* start Text to read *

Empower Brands has made a name for itself in home services since 2022, growing its portfolio to 10 brands including Jan-Pro, Conserva Irrigation and Superior Fence & Rail.

CEO Scott Zide has been there for all of it, making moves in the category for a quarter century and counting.

A 23-year-old Zide began his career as a sub sandwich shop franchisee alongside his friend in their hometown of St. Louis. Years later, he believes the experience taught him the fundamentals of franchising.

“I really learned a lot about owning your own business, building a business, growing a business. But most important in that first experience was how important the franchisee-franchisor relationship was,” Zide said. “My first experience as a franchisee was a very positive one and a very successful one, which is really why I stayed in the franchise space throughout my whole career.”

Zide became a multi-brand franchisee in 2000 with Outdoor Lighting Perspectives, where the founder asked him to take a support consultant and coaching role—the company’s first. He spent the next few years working his way up in the category: co-founding pest control concept Mosquito Squad in 2004, becoming Outdoor Lighting Perspectives’ president a year later and co-founding multi-brand platform Outdoor Living Brands in 2009.

After OLB merged with Lynx Franchising in 2021, Zide was appointed CEO in 2022 and played an integral role in the rebrand to Empower Brands.

“The word ‘empower’ was important to us,” said Zide, “because it really stands for empowering our franchisees to reach the goals they have in their life and empowering our team here at the franchisor to reach the goals they have in their career.”

Over the last four years, Zide has been guided by the company’s “north star”: strong unit-level economics and franchisee profitability.

This focus is accompanied by a discipline to scale appropriately. As CEO, Zide has been responsible for doubling the company’s portfolio from five brands in 2022 to 10.

“We’ve learned and we’ve stayed true to who we are even as we’ve scaled and grown our mission, the purpose, why we’re here and why we exist. We have not wavered from that,” he said. “Even as we’re much larger in size, we truly have stayed true to who we are.”

The strategy has paid off for Empower. Franchise Times Top 400 data showed commercial cleaner Jan-Pro, the group’s largest brand, did $705.6 million in sales last year, up 10 percent. Superior Fence & Rail made double-digit strides in sales and unit growth for 2024. The fence installation concept raked in $239 million in sales, a 14.1 percent increase, to go along with a net gain of 43 units, up 17.8 percent. The smaller Koala Insulation, which Empower bought in 2023, and Conserva Irrigation brands likewise reported strong growth.

Key to driving success across the portfolio, said Zide, are two things: technology investments and adapting to an evolving marketing landscape.

The company’s new data warehouse stores information across all its brands, providing better insight for analysis and informed decision making. To stay ahead of competition, technology automation is used to improve speed of response, proposal and service times across the portfolio.

On the marketing side, Empower appointed Felicia Reeves as chief marketing officer in early 2025, which Zide said has been one of multiple strategic hires to upskill the marketing team.

“As the consumers’ wants and needs change, we have to evolve with that,” he said. “There’s a lot of work being done here to continue to improve the customer experience through technology and grassroots efforts.”

Adaptability has been crucial in handling the generational changes of homeowners. Millennials have become a larger segment of Empower’s customer base, said Zide, who finds their needs and wants vastly differ from those of baby boomers.

Zide has a clear vision of where he wants to take the company over the next five years, he said. Growing the portfolio and its franchise system becomes attainable by preserving the company culture and developing leaders within the Empower network.

Zide shared his pride in looking back to look ahead, pulling from his franchise experiences all those years ago to drive the next phase of Empower’s growth and help franchisees achieve their goals—the most gratifying aspect of being CEO.

“I can always reflect back and, at the very least, put the franchisee hat back on. That allows me to have an understanding of what franchisees go through every day,” he said. “It allows me to have empathy because this is not easy. It’s very hard to start a business and grow … so being able to reflect back on the experiences I’ve had as a franchisee has served me incredibly well in this role because the relationship I have with our franchisees is incredibly strong.”

* end Text to read *

In the profile of Empower Brands CEO Scott Zide, what kind of business did he first run as a franchisee?

* start Data section *

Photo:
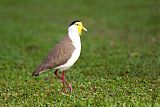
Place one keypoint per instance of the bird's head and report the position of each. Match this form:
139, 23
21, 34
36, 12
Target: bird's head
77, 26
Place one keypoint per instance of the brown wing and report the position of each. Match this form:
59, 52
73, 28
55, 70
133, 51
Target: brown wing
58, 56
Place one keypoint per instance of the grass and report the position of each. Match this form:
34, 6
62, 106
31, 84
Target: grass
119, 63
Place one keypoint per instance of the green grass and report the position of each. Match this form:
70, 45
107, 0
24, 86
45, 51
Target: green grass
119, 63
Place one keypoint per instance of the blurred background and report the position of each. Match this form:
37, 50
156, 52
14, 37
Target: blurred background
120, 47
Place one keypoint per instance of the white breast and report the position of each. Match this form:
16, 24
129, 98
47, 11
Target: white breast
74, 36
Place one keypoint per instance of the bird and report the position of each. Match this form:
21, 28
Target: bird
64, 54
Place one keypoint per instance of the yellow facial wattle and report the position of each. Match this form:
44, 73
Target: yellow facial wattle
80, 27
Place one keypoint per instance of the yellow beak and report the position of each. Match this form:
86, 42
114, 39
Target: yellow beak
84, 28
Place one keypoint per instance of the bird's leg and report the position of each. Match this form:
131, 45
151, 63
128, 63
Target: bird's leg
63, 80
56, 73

* end Data section *

▶ Correct output
A sub sandwich shop, which he ran with a friend in their hometown of St. Louis.